• [WHAT YOU NEED TO DO] Please rescale the records from their start through the line holding "(1169, 695)", inclusive, reproducing every line in that span with each point coordinate multiplied by 0.95 and rounded to a whole number, halves up. Leave all other text unchanged, and return only that span.

• [DATASET ENTRIES]
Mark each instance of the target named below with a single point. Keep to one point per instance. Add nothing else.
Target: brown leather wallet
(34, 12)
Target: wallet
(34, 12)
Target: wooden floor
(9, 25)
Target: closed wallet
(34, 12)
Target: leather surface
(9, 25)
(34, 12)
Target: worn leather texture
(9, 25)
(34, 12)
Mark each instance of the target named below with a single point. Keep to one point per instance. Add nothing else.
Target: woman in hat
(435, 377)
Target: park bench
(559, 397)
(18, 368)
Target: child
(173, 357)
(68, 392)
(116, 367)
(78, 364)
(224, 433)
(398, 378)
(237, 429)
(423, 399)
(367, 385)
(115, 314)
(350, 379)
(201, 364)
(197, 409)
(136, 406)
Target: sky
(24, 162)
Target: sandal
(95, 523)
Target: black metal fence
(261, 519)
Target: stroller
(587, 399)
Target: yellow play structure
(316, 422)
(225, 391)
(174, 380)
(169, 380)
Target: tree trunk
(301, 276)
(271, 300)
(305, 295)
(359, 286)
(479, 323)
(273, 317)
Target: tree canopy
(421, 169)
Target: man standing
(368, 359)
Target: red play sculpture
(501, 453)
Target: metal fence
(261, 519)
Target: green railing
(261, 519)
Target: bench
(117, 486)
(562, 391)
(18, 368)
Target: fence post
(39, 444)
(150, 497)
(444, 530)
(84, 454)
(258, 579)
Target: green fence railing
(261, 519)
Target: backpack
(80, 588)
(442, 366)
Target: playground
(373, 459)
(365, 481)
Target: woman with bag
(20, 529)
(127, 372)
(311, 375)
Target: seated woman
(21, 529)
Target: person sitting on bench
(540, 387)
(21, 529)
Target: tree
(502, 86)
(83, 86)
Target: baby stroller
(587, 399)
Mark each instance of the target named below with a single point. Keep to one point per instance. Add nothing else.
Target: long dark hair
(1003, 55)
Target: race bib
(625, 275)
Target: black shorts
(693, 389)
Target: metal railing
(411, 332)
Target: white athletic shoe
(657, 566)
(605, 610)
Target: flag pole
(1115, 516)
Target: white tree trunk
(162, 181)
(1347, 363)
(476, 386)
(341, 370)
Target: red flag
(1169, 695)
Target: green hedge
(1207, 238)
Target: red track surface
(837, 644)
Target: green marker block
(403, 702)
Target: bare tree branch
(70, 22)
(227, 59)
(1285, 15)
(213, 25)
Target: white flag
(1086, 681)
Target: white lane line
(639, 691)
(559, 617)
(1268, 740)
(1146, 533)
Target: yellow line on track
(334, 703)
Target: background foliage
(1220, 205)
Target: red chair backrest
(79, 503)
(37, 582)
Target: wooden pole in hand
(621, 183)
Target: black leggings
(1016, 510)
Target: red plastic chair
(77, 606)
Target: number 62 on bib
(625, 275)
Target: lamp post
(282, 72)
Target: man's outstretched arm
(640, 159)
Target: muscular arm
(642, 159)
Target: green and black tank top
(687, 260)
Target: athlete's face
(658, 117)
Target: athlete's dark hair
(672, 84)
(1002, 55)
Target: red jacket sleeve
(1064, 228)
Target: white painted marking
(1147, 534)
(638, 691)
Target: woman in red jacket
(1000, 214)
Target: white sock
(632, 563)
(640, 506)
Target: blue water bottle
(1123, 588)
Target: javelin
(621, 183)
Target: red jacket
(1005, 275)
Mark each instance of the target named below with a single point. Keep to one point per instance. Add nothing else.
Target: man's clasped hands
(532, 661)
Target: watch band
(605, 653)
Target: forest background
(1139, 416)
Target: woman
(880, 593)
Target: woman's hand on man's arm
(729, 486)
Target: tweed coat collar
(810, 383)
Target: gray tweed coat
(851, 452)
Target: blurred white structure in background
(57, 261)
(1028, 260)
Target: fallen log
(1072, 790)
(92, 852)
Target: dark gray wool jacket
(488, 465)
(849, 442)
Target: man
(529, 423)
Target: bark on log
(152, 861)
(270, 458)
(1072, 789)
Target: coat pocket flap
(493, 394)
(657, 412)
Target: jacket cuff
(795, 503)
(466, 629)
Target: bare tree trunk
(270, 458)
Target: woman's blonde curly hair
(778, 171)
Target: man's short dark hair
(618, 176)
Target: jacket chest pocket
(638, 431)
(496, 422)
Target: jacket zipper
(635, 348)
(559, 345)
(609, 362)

• [PROBLEM SOLUTION]
Mark each instance of the target named below with a single point. Keep to one point per instance. Add nothing else.
Target: brown leather wallet
(32, 11)
Target: wallet
(32, 11)
Target: wooden floor
(9, 24)
Target: closed wallet
(32, 11)
Target: leather surface
(9, 24)
(32, 11)
Target: worn leather texture
(9, 24)
(32, 11)
Mark each instance of the target named below with a single point. Keep to one point per instance. Add nothing else.
Target: woman in hat
(413, 358)
Target: park bench
(531, 377)
(17, 350)
Target: child
(164, 339)
(65, 372)
(110, 349)
(74, 346)
(213, 411)
(378, 359)
(225, 408)
(402, 379)
(349, 366)
(109, 298)
(333, 360)
(191, 346)
(187, 389)
(129, 386)
Target: sky
(23, 154)
Target: sandal
(90, 497)
Target: black metal fence
(248, 493)
Target: stroller
(558, 379)
Target: yellow play structure
(300, 401)
(214, 371)
(165, 361)
(161, 361)
Target: tree trunk
(286, 262)
(257, 285)
(290, 280)
(341, 272)
(455, 307)
(259, 301)
Target: tree canopy
(400, 161)
Target: man standing
(350, 341)
Target: red play sculpture
(476, 430)
Target: metal fence
(248, 493)
Target: green railing
(248, 493)
Target: bench
(111, 462)
(534, 371)
(17, 350)
Target: fence post
(37, 422)
(143, 472)
(422, 504)
(80, 431)
(245, 550)
Target: green fence railing
(248, 493)
Target: backpack
(76, 559)
(420, 348)
Target: playground
(354, 436)
(347, 457)
Target: woman with bag
(19, 503)
(121, 353)
(295, 356)
Target: seated woman
(20, 503)
Target: person sitting on bench
(513, 368)
(20, 503)
Target: tree
(477, 82)
(79, 82)
Target: baby stroller
(558, 379)
Mark each instance of the target named below with a single point. Keep to one point per instance. Add nothing else.
Target: long dark hair
(953, 52)
Target: race bib
(594, 261)
Target: black shorts
(658, 370)
Target: metal railing
(390, 315)
Target: white athletic shoe
(624, 538)
(575, 580)
Target: flag pole
(1059, 490)
Target: white tree trunk
(154, 172)
(1280, 345)
(452, 367)
(324, 352)
Target: red flag
(1111, 660)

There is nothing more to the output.